• TASK INSTRUCTIONS:
1. In the FreeBSD mps driver message, which two files should be copied along with the replacement kernel in mfsbsd?
2. Resume the FreeBSD mps driver message from the point where it stops.

Unfortunately I can't find an 8.2-STABLE snapshot on the
ftp.freebsd.orgeither which would have
contained the mps driver. I hope someone who's capable of doing this can
build one.
Now in the meantime what I suggest is that you do the following (that's what
I do):
1. Install 8.2-RELEASE on a system that uses another, supported, controller.
2. Upgrade it to latest STABLE and recompile world and kernel. Make sure you
have device mps in the kernel configuration.
3. Download http://mfsbsd.vx.sk/iso/mfsbsd-8.2-amd64.iso which is a small
ram live system.
Still it doesn't have mps. I wrote an email to Martin Matuska requesting a
build against stable but he didn't reply.
4. Replace the kernel in the mfsbsd with the kernel that you've built. Copy
zfs.ko and opensolaris.ko too
5. Boot mfsbsd from PXE (easiest) and install the system as per
http://wiki.freebsd.org/RootOnZFS#head-378d1d7d308d71637a3466a4f98f845aaeaa116a
if you're planning on using ZFS root.
Improvisation in the above process is strongly suggested ;)
I hope this helps a bit.
Cheers,
Rumen Telbizov
--
Rumen Telbizov
http://telbizov.com
Am Sonntag, den 20.03.2011, 11:09 -0700 schrieb Rumen Telbizov:
> Denny,
>
> LSI 9200-8e is based on the SAS2008 chip and the driver for that chip (mps)

• DATA LINES:
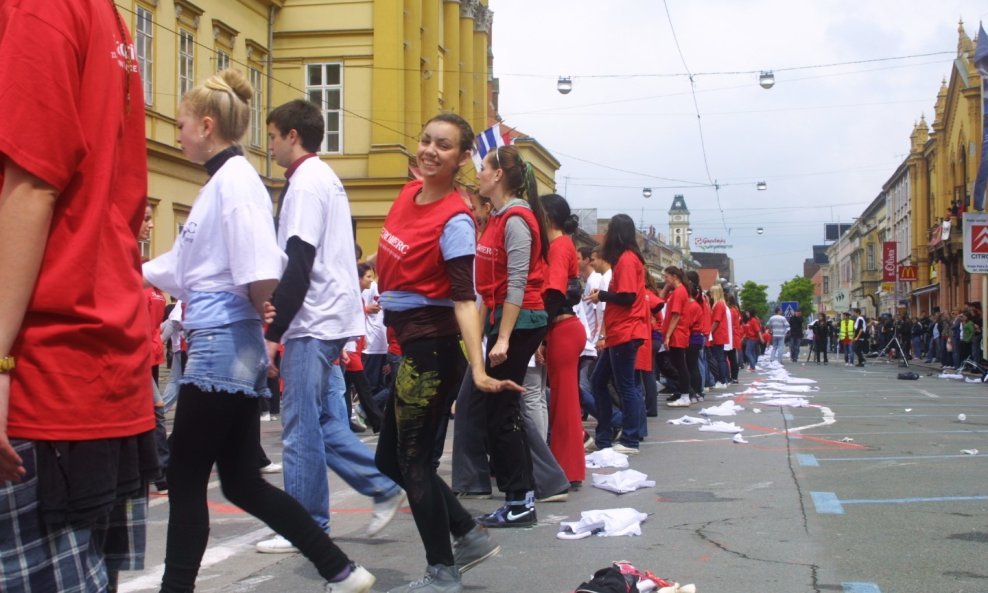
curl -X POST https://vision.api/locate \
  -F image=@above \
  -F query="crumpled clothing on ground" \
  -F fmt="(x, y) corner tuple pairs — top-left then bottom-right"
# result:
(559, 508), (648, 537)
(700, 399), (744, 416)
(666, 416), (710, 426)
(587, 447), (629, 469)
(591, 469), (655, 494)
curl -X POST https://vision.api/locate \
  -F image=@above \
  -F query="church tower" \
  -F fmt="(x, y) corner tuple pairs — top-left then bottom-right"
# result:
(669, 194), (690, 253)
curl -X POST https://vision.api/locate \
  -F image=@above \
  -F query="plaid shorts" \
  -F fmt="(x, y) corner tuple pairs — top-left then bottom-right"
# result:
(0, 440), (148, 593)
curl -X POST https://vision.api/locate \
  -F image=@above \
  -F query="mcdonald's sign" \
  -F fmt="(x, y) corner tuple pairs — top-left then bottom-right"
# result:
(899, 266), (919, 282)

• TASK ANSWERS:
1. zfs.ko and opensolaris.ko

2.
> has recently been merged
> from current into stable but before 8.2-RELEASE. Therefore if you're using
> 8.2-RELEASE iso image to
> install FreeBSD on a SAS2008 system - you won't see any disks whatsoever.
> Unfortunately I can't find an 8.2-STABLE snapshot on the
> ftp.freebsd.orgeither which would have
> contained the mps driver. I hope someone who's capable of doing this can
> build one.
thanks a lot for this way, but we don't need to install BSD on the SAS
disks :-) For the system itself we have to SATA disk (Raid1 gmirror or
raidz, if it isn't to complicated) and the SAS we need only for ISCSI
with ZFS.
So maybe we need only to recompile the kernel or modules to get it
running.
cu denny
DS> > LSI 9200-8e is based on the SAS2008 chip and the driver for that chip (mps)
DS> > has recently been merged
DS> > from current into stable but before 8.2-RELEASE. Therefore if you're using
DS> > 8.2-RELEASE iso image to
DS> > install FreeBSD on a SAS2008 system - you won't see any disks whatsoever.
DS> > Unfortunately I can't find an 8.2-STABLE snapshot on the
DS> > ftp.freebsd.orgeither which would have
DS> > contained the mps driver. I hope someone who's capable of doing this can
DS> > build one.
DS>
DS> thanks a lot for this way, but we don't need to install BSD on the SAS
DS> disks :-) For the system itself we have to SATA disk (Raid1 gmirror or
DS> raidz, if it isn't to complicated) and the SAS we need only for ISCSI
DS> with ZFS.
DS>
DS> So maybe we need only to recompile the kernel or modules to get it
DS> running.
FWIW, (and you can find info about it in mailing list archives) I just built
and about to out it into day-to-day use 8.2-stable system, working as
big-just-in-case archive with sources from Mar1 based on SuperMicro case/mobo
with LSI SAS2008 + LSI expander + 24 SATA RE4 disk bays.
For now (and array is only half filled with disks) I'm very glad to have
one-thread 500 MBps+ read stream from raidz2 array ;)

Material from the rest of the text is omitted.